The First Bad Faith Trial
The bad faith complaint alleged both the husband and wife provided the UM carrier with a CRN.3 The UM carrier answered and asserted affirmative defenses. Those defenses included: (1) the husband’s claim was premature because the plaintiffs had not provided enough information to evaluate the claim; and (2) the plaintiffs’ claim included violations not specified in the CRN.
The parties stipulated the jury would determine whether the UM carrier acted in bad faith by failing to settle the uninsured motorists claim and failed to settle the claim when it could and should have done so had it acted fairly and honestly.
The UM carrier moved for a judgment on the pleadings, asserting the wife could not bring a claim for statutory bad-faith pursuant to section 624.155, Florida Statutes (2009), because she did not serve a CRN.4 The trial court denied the motion because the pretrial stipulation included the wife as a claimant. The UM carrier then moved for directed verdict, which was denied. But when the UM carrier’s expert improperly testified on the issue of permanency, the plaintiffs moved for a mistrial, which the court granted.
Following the mistrial, the UM carrier moved for summary judgment, on the wife’s consortium claim because she had not filed a CRN. The trial court granted the motion and dismissed the wife’s bad faith consortium claim.

▶ **Activity list**:
1. From the passage on the first bad faith trial, quote the text exactly, beginning at the words "The UM carrier moved for a" and stopping after "faith consortium claim.".
2. In the passage on the first bad faith trial, why did the trial court deny the UM carrier's motion for a judgment on the pleadings?
3. Do the following statements agree with the passage on the first bad faith trial? (a) The plaintiffs moved for the mistrial. (b) The trial court granted the UM carrier's motion for directed verdict. (c) After the mistrial, the wife's bad faith consortium claim was dismissed. Answer yes or no for each and quote the deciding words.

▶ **Extracted information**:

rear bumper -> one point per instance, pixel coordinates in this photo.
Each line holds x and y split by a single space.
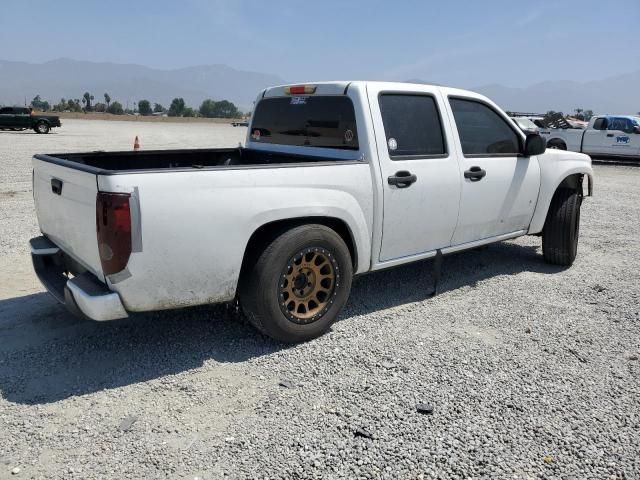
84 295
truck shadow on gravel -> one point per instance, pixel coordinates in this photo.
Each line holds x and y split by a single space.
47 355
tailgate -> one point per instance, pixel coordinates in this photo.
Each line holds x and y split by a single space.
65 201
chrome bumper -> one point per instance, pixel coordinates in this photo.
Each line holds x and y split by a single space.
84 295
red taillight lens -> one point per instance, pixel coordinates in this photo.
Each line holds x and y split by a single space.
113 226
300 90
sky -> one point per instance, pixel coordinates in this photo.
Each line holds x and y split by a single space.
452 42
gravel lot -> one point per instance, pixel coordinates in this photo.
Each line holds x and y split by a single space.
532 371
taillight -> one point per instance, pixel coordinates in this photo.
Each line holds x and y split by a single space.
113 226
300 90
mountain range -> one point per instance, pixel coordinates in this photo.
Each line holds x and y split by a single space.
129 83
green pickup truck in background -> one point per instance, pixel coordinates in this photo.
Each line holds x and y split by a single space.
22 118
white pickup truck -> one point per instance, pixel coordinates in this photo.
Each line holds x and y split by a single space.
336 179
616 136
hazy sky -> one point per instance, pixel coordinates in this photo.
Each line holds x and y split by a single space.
456 42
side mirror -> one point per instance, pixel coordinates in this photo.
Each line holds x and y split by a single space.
534 145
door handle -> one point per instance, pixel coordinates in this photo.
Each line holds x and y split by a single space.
402 179
56 186
475 174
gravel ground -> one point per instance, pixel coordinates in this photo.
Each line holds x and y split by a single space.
532 371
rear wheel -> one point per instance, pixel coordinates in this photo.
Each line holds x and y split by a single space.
562 227
42 127
297 286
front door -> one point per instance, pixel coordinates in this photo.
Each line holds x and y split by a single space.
499 186
420 174
622 138
595 140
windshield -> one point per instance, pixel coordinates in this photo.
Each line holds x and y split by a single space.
309 121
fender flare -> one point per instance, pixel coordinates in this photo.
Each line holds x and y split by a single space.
546 195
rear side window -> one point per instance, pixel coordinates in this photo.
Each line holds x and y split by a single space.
310 121
412 125
600 124
482 131
623 124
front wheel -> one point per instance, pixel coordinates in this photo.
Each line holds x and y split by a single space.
562 227
42 127
297 286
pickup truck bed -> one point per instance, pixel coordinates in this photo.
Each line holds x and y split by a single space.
109 163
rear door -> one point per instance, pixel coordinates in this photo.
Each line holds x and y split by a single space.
420 173
499 186
596 140
621 137
6 117
65 200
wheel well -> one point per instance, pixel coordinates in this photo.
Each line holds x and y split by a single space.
268 232
572 182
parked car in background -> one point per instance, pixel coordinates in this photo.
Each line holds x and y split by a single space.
336 179
616 136
526 125
22 118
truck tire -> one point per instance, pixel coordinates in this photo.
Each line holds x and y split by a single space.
556 144
42 127
298 284
562 227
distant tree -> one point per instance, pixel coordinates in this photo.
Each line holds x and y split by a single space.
144 107
176 109
226 109
115 108
86 100
38 104
221 109
208 108
73 105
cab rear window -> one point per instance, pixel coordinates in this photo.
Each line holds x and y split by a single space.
306 121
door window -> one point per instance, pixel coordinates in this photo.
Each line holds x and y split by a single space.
600 124
412 126
482 131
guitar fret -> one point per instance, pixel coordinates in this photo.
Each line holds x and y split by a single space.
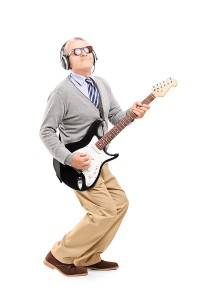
111 134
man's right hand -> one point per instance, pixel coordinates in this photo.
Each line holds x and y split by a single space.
80 160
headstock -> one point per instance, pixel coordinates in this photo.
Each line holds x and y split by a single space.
160 89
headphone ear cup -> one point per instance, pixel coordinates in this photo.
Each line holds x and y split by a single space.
65 62
94 57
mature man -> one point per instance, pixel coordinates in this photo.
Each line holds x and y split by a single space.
72 107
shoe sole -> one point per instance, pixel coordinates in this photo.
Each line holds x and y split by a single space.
106 269
53 267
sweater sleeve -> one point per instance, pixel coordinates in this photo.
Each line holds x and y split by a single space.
53 116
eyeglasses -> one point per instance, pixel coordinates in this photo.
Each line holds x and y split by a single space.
78 51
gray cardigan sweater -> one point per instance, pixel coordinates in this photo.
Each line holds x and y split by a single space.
72 113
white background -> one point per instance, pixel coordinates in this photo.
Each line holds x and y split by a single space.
138 43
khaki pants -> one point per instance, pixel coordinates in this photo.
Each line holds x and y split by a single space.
106 205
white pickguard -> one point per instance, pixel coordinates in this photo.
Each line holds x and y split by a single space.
98 157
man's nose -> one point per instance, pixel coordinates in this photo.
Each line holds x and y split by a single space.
83 53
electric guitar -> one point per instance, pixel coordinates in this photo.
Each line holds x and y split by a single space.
94 146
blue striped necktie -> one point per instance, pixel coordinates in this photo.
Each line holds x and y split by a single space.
92 91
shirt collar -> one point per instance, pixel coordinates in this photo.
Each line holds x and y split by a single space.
80 79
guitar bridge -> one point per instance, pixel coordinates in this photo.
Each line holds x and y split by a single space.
80 183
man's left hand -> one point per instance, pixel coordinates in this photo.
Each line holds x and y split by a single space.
139 109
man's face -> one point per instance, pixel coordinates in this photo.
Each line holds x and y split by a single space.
83 62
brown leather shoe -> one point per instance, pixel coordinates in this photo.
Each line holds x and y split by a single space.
66 269
104 266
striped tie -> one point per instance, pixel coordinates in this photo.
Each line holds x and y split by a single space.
92 91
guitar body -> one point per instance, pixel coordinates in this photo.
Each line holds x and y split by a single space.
83 180
94 146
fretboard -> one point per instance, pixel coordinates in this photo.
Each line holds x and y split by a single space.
111 134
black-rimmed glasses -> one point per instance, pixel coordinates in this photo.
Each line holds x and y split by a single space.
78 51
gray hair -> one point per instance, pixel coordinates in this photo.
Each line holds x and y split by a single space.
72 40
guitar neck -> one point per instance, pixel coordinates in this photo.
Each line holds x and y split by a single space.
111 134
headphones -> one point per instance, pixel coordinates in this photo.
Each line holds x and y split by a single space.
64 59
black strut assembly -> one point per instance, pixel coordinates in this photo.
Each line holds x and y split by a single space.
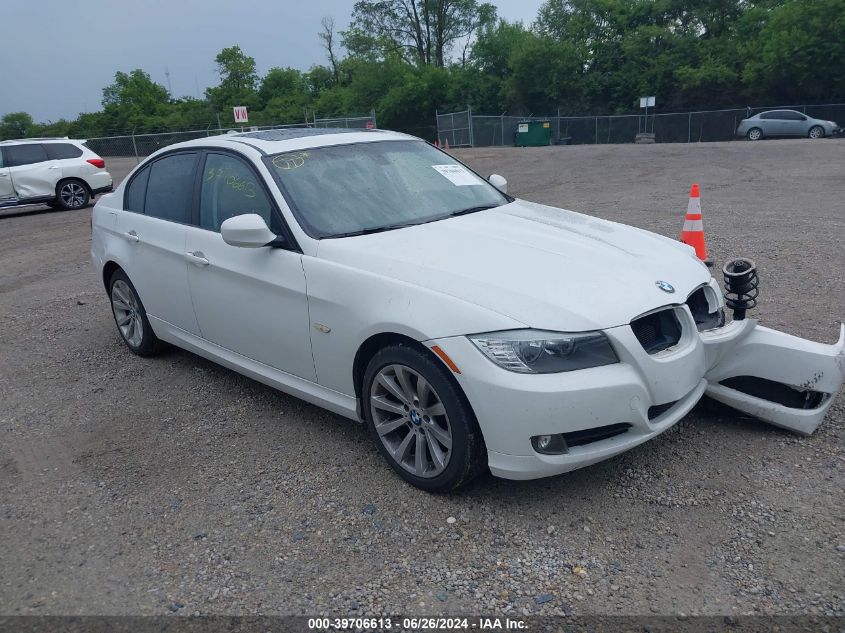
740 286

▶ **List of answers**:
1.
The UM carrier moved for a judgment on the pleadings, asserting the wife could not bring a claim for statutory bad-faith pursuant to section 624.155, Florida Statutes (2009), because she did not serve a CRN.4 The trial court denied the motion because the pretrial stipulation included the wife as a claimant. The UM carrier then moved for directed verdict, which was denied. But when the UM carrier’s expert improperly testified on the issue of permanency, the plaintiffs moved for a mistrial, which the court granted.
Following the mistrial, the UM carrier moved for summary judgment, on the wife’s consortium claim because she had not filed a CRN. The trial court granted the motion and dismissed the wife’s bad faith consortium claim.

2. The court denied it because the pretrial stipulation included the wife as a claimant.

3.
(a) Yes: "the plaintiffs moved for a mistrial, which the court granted."
(b) No: "The UM carrier then moved for directed verdict, which was denied."
(c) Yes: "The trial court granted the motion and dismissed the wife’s bad faith consortium claim."